··· Recorded information ···
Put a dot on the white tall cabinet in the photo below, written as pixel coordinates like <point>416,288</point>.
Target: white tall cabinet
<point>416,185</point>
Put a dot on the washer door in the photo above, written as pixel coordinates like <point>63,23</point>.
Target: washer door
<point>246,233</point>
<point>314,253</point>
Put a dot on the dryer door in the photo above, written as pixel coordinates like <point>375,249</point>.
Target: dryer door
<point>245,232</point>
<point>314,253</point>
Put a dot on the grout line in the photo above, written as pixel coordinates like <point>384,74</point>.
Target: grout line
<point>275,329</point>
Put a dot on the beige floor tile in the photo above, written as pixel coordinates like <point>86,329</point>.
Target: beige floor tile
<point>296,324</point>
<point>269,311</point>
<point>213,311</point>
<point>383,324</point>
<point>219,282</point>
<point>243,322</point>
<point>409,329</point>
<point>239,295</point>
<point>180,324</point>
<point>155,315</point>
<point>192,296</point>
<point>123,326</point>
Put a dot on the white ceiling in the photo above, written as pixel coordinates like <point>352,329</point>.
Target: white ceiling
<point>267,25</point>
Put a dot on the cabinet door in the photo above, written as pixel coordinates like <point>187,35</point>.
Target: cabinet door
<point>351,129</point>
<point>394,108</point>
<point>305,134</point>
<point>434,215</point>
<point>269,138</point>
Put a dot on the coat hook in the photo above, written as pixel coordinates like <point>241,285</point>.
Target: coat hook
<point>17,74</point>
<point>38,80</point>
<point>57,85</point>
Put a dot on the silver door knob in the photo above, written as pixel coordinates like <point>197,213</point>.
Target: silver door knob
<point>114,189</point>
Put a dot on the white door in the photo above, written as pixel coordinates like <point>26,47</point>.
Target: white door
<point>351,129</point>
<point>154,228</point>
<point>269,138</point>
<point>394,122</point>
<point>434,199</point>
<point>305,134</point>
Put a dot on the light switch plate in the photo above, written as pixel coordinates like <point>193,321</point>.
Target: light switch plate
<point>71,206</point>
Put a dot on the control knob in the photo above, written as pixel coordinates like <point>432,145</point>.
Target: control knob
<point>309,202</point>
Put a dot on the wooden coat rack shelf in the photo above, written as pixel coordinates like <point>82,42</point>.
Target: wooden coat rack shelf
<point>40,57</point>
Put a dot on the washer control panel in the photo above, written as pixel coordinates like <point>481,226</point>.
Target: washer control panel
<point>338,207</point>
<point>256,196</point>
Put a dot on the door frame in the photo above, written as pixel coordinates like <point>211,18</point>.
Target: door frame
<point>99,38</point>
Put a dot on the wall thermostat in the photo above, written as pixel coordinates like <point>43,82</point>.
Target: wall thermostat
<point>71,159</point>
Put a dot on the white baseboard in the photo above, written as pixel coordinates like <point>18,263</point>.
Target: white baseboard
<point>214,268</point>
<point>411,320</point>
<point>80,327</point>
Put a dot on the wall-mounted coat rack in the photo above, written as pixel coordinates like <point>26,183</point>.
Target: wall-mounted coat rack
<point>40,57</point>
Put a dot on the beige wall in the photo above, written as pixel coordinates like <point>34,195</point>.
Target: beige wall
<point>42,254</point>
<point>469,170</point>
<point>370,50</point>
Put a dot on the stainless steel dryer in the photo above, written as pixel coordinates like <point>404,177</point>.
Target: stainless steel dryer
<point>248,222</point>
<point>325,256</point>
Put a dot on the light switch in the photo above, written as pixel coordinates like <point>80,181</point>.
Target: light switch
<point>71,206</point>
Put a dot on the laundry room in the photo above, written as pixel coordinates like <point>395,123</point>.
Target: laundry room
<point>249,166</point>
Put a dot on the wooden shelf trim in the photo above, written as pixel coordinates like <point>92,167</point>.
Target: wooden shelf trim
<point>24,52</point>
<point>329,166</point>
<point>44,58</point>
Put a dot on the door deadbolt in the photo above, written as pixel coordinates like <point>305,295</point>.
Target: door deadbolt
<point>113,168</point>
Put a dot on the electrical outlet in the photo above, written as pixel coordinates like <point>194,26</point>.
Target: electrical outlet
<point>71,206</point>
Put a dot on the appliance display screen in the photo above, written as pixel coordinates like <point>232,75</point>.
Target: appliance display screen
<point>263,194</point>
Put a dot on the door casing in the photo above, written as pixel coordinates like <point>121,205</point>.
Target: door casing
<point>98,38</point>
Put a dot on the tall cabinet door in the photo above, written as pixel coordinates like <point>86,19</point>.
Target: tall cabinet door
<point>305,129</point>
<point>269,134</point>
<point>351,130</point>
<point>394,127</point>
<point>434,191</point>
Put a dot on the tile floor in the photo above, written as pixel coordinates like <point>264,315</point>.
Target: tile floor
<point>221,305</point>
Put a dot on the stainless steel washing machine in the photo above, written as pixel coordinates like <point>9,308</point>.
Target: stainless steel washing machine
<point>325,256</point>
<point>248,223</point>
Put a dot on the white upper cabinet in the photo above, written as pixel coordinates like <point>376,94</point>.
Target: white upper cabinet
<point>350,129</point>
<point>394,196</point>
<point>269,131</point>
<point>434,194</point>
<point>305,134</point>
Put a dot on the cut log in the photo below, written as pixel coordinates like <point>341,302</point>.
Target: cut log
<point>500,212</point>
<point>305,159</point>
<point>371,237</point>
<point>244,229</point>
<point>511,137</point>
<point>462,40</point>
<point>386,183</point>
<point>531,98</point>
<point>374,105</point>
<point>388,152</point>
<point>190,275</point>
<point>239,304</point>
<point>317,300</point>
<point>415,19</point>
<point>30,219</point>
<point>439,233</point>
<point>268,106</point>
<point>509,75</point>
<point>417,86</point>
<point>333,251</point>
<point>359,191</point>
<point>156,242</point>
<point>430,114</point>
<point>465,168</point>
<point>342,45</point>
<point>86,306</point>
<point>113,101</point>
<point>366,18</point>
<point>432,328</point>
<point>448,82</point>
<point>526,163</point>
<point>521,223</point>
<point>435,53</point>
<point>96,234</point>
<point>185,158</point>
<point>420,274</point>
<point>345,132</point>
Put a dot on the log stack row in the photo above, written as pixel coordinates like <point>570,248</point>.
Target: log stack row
···
Exercise prompt
If a line above contains the word "stack", list it.

Result below
Put a dot on the log stack row in the photo above, written as pixel coordinates like <point>570,248</point>.
Target: log stack row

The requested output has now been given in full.